## PROMPT
Retype every entry below without altering anything.
[Opening RECORDS SHOWN section]
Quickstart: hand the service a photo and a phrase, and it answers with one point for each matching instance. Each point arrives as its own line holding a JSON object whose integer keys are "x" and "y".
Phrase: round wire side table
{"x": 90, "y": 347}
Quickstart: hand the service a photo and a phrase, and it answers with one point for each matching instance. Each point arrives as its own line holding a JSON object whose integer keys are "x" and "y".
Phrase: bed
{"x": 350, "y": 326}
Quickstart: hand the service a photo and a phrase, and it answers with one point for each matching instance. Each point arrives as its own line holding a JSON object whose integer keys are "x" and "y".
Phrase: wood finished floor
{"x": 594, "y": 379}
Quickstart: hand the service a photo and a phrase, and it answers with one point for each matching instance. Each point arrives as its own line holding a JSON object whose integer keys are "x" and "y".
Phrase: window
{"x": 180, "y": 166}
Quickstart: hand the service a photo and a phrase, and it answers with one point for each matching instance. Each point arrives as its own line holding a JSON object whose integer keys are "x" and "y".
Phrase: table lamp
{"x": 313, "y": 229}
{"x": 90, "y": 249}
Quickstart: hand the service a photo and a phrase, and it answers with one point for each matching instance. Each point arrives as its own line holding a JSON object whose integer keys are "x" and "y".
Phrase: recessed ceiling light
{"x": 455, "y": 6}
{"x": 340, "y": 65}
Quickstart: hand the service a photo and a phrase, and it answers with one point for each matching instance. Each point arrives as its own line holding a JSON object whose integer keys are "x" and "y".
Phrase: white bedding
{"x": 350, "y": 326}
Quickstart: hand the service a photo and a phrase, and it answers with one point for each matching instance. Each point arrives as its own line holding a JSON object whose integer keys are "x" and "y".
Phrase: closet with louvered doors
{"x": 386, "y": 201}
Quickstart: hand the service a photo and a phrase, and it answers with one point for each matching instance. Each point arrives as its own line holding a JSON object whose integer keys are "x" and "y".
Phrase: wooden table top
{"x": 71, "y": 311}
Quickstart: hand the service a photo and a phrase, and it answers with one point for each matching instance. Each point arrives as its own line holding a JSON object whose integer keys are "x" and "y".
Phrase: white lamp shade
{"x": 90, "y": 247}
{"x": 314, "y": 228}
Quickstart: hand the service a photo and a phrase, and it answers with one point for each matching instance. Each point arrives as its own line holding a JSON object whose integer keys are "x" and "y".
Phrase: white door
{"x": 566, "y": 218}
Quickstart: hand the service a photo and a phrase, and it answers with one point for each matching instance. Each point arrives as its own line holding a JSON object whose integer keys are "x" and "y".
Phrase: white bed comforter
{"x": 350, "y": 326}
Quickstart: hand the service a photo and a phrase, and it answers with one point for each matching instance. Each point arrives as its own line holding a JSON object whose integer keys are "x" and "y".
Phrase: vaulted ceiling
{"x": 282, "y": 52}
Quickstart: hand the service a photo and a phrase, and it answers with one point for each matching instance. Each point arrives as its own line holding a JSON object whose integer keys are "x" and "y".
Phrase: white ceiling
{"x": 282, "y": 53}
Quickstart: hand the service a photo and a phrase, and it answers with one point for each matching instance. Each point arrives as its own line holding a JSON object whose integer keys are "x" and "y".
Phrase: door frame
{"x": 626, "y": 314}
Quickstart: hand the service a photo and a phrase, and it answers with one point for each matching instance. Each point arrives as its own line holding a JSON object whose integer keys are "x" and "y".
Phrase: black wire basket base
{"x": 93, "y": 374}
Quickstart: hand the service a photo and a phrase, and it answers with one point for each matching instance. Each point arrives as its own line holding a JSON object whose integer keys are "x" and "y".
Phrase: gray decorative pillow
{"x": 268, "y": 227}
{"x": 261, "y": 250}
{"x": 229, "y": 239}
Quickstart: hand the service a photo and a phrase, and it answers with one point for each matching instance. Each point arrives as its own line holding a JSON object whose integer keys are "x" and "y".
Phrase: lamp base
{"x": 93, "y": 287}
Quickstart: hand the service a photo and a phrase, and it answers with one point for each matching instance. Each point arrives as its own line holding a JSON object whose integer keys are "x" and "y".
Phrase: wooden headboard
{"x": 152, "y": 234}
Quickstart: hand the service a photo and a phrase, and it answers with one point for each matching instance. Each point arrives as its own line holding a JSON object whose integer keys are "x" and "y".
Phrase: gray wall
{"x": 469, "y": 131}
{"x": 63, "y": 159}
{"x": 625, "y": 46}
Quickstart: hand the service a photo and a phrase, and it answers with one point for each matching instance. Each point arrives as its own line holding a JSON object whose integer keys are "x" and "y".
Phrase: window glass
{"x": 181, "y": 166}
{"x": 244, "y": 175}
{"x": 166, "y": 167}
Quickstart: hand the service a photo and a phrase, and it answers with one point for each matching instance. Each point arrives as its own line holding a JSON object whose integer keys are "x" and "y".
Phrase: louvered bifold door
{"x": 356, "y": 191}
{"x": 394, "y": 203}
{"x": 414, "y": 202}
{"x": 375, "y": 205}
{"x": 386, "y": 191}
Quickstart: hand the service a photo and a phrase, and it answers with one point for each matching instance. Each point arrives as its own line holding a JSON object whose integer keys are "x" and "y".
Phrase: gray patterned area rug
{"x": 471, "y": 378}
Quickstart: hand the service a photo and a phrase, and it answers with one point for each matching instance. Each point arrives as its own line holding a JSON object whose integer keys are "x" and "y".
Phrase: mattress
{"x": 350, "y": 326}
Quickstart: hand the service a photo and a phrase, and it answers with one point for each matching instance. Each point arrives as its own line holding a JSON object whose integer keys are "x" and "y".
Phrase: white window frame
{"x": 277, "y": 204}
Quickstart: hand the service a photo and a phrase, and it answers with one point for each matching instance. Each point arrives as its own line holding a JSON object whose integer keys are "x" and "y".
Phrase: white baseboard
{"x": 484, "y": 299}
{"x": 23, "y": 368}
[Closing RECORDS SHOWN section]
## RESPONSE TO THE EXERCISE
Quickstart: hand the service a photo and a phrase, and it answers with one point for each matching instance. Each point arrives as its own line holding a JSON object whose integer keys are "x" and "y".
Phrase: round wire side table
{"x": 90, "y": 347}
Quickstart: hand the service a photo and a phrase, and it answers with one point for each matching instance. Each point arrives as its own line holding a JSON object whose integer keys are "x" and "y".
Phrase: bed
{"x": 350, "y": 326}
Quickstart: hand the service a photo and a phrase, and it answers with one point for each matching instance. Each point arrives as its own line holding a JSON object whose integer keys are "x" and "y".
Phrase: wood finished floor
{"x": 594, "y": 379}
Quickstart: hand the service a photo and a phrase, and it answers with one point for each matching instance. Each point arrives as its own line holding a JSON object whose integer keys are "x" and "y".
Phrase: window
{"x": 180, "y": 166}
Quickstart: hand the service a photo and a phrase, and it answers with one point for each matching instance. Each point arrives as its own line holding a JSON object whose integer keys are "x" and "y".
Phrase: table lamp
{"x": 313, "y": 229}
{"x": 90, "y": 249}
Quickstart: hand the service a photo and a phrase, and it answers with one point for each matching instance. Each point arrives as its own line holding a JSON object whose integer keys are "x" and "y".
Phrase: recessed ceiling light
{"x": 455, "y": 6}
{"x": 340, "y": 65}
Quickstart: hand the service a photo and a phrase, and it answers with one point for each matching instance. Each point arrives as its own line holding a JSON object whose integer keys are "x" and "y".
Phrase: white bedding
{"x": 350, "y": 326}
Quickstart: hand the service a photo and a phrase, and it answers with one point for each matching instance. Each point arrives as its own line holding a JSON object whose integer keys are "x" and "y".
Phrase: closet with louvered doors
{"x": 386, "y": 201}
Quickstart: hand the service a photo and a phrase, and it answers with one point for each matching instance. Each point arrives as its own line holding a JSON object whose integer keys are "x" and "y".
Phrase: wooden table top
{"x": 71, "y": 311}
Quickstart: hand the service a photo and a phrase, and it answers with one point for each matching instance. Each point arrives as its own line holding a JSON object whose integer keys are "x" and "y".
Phrase: white lamp shade
{"x": 90, "y": 247}
{"x": 314, "y": 228}
Quickstart: hand the service a photo and a phrase, and it answers with one point for each matching instance. Each point arrives as its own line holding a JSON object whose integer keys are "x" and "y".
Phrase: white door
{"x": 566, "y": 218}
Quickstart: hand the service a photo and a phrase, and it answers with one point for each matching instance. Each point arrives as its own line holding a JSON object whose integer keys are "x" and "y".
Phrase: white bed comforter
{"x": 350, "y": 326}
Quickstart: hand the service a photo and a phrase, and it answers with one point for each matching instance. Each point arrives as its own line holding a JSON object whose integer keys are "x" and "y".
Phrase: vaulted ceiling
{"x": 282, "y": 52}
Quickstart: hand the service a photo and a phrase, and it answers with one point for each matching instance. Each point arrives as its own line holding a JSON object whose integer keys are "x" and "y".
Phrase: white ceiling
{"x": 282, "y": 53}
Quickstart: hand the service a photo and a phrase, and it answers with one point for each matching instance. Each point arrives as its own line holding a JSON object whose integer keys are "x" and "y".
Phrase: door frame
{"x": 626, "y": 314}
Quickstart: hand the service a photo and a phrase, and it answers with one point for each matching instance. Each point arrives as its own line holding a JSON object whose integer keys are "x" and "y".
Phrase: black wire basket base
{"x": 93, "y": 374}
Quickstart: hand the service a photo and a phrase, and it answers with one point for each matching instance. Each point arrives as its own line holding a JSON object whose integer keys are "x" and "y".
Phrase: gray decorative pillow
{"x": 268, "y": 227}
{"x": 261, "y": 250}
{"x": 229, "y": 239}
Quickstart: hand the service a photo and a phrase, and it answers with one point for each matching instance. Each point arrives as its own line holding a JSON object whose integer keys are "x" and "y".
Phrase: lamp base
{"x": 93, "y": 287}
Quickstart: hand the service a photo and a phrase, and it answers with one point for each matching instance. Each point arrives as its own line holding a JSON object whose integer keys are "x" and "y".
Phrase: wooden headboard
{"x": 152, "y": 234}
Quickstart: hand the service a photo and a phrase, and it answers with one point for each matching instance. Each point arrives as its own line holding a JSON object whose integer keys are "x" and "y".
Phrase: gray wall
{"x": 469, "y": 131}
{"x": 63, "y": 159}
{"x": 625, "y": 46}
Quickstart: hand the service a photo and a phrase, and it answers with one point for each matching instance. Each point arrives as its own line holding a JSON object whose integer keys are "x" and "y".
Phrase: window glass
{"x": 181, "y": 166}
{"x": 244, "y": 175}
{"x": 166, "y": 167}
Quickstart: hand the service a photo and a phrase, and it answers with one point for each matching instance. Each point arrives as its own line holding a JSON object whose integer keys are "x" and "y".
Phrase: louvered bifold door
{"x": 356, "y": 191}
{"x": 394, "y": 203}
{"x": 414, "y": 202}
{"x": 375, "y": 205}
{"x": 386, "y": 191}
Quickstart: hand the service a photo and a phrase, and it answers with one point for each matching instance. Each point arrives as its own line holding a JSON object whose integer keys are "x" and "y".
Phrase: gray patterned area rug
{"x": 471, "y": 378}
Quickstart: hand the service a photo and a phrase, and it answers with one point for each matching instance. Each point arrives as its own line holding a JSON object whose integer keys are "x" and "y".
Phrase: mattress
{"x": 350, "y": 326}
Quickstart: hand the service a photo and a phrase, and it answers with one point for each matching instance. Each point arrives as its own line holding a JSON object whose integer keys are "x" and "y".
Phrase: white window frame
{"x": 277, "y": 204}
Quickstart: hand the service a photo and a phrase, and it answers with one point for each matching instance. Each point arrives as its own line holding a JSON object whose integer keys are "x" and "y".
Phrase: white baseboard
{"x": 484, "y": 299}
{"x": 23, "y": 368}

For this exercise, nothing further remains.